** Start THE INPUT **

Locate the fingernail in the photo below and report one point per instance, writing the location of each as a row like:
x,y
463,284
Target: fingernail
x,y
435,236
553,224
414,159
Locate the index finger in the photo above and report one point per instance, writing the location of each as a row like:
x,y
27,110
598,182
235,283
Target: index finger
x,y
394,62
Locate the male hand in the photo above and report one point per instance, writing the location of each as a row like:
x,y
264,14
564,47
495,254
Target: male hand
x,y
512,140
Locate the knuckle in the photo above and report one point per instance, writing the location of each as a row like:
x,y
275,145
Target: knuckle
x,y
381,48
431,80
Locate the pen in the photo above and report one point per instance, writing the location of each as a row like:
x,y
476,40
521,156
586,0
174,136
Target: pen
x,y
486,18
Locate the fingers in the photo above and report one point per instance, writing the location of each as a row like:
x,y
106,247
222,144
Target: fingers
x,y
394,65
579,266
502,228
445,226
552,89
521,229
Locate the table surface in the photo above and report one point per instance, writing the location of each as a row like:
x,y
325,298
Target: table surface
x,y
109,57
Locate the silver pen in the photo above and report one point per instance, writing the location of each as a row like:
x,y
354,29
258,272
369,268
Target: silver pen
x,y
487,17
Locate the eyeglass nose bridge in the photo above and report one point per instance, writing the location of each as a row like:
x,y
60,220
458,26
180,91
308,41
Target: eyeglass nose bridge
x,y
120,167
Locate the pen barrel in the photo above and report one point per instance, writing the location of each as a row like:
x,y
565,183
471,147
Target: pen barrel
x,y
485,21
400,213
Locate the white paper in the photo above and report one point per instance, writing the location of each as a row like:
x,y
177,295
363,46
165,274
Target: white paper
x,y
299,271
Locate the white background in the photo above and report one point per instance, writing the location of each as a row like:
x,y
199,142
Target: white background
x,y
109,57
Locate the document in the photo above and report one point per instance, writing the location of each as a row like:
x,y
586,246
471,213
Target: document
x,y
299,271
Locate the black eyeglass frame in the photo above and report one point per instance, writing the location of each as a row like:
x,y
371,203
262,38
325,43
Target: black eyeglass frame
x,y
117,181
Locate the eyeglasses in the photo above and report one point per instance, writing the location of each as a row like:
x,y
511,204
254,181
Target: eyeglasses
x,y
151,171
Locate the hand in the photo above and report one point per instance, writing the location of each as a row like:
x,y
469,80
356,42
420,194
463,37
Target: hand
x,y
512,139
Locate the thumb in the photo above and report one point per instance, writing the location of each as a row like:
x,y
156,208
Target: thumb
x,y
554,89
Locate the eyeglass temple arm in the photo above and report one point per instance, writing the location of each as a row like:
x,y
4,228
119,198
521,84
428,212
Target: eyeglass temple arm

** End THE INPUT **

• _EXERCISE DIRECTIONS_
Copy every one of the items above word for word, leaving nothing out and changing nothing.

• _SOLUTION TO THIS PROBLEM_
Locate the fingernail in the photo below and report one point per instance, writing the location of each as a row like:
x,y
463,284
Target: fingernail
x,y
435,236
553,224
414,159
Locate the index finger in the photo above and report one point per instance, writing the location of each as a row like:
x,y
27,110
598,182
235,283
Target: index finger
x,y
394,62
Locate the male hand in the photo above and report one point per instance, writing the location of each as a row like:
x,y
264,14
564,47
495,254
Target: male hand
x,y
512,140
Locate the knuckle in the photo above and report one point per instance, writing the location of each as a row like:
x,y
275,145
Target: knuckle
x,y
381,48
431,80
Locate the pen in the photo above and report one point per instance, writing the location of each as a row like:
x,y
476,40
521,156
586,0
174,136
Target: pen
x,y
486,18
Locate the fingers in the photo above and report one point per instance, writing the location of each as a row like:
x,y
106,247
222,144
Target: fingers
x,y
394,65
579,266
502,228
445,226
552,89
521,229
Locate the table surface in the photo above and report one point per instance, writing the location of each as a row like:
x,y
325,298
Target: table surface
x,y
109,57
Locate the silver pen in the photo above and report one point per instance, writing the location of each as a row like:
x,y
354,29
258,272
369,268
Target: silver pen
x,y
487,17
Locate the eyeglass nose bridge in the photo above and report one point per instance, writing the location of each as a row like:
x,y
60,220
458,26
180,91
308,41
Target: eyeglass nose bridge
x,y
120,167
Locate the pen barrel in the photo above and report one point per instance, writing the location of each as a row like:
x,y
565,183
471,147
Target: pen barrel
x,y
485,21
400,213
Locate the white paper in the photo above and report one point per instance, writing the location of each as a row like:
x,y
177,295
363,46
165,274
Target: white paper
x,y
299,271
Locate the white background in the photo above and report one point per instance, writing the location of each as a row like:
x,y
199,142
Target: white background
x,y
109,57
Locate the document in the photo above and report one point per instance, writing the location of each as a row like:
x,y
586,246
471,213
Target: document
x,y
299,271
Locate the black eyeglass frame in the photo above and report one point per instance, writing the location of each as a row like:
x,y
371,203
262,38
325,43
Target: black eyeglass frame
x,y
117,181
Locate the eyeglasses in the photo above and report one point per instance, writing the location of each as a row like:
x,y
511,204
254,181
Target: eyeglasses
x,y
151,171
Locate the hand in the photo above and report one point per instance, writing the location of each as a row like:
x,y
469,80
356,42
420,194
463,37
Target: hand
x,y
512,139
Locate the thumb in the photo above and report one point per instance, writing the location of each as a row like:
x,y
156,208
Target: thumb
x,y
554,89
Locate the eyeglass temple arm in the photo above and report one point per instance, writing the location of each as a row like:
x,y
4,228
119,198
521,84
428,212
Target: eyeglass temple arm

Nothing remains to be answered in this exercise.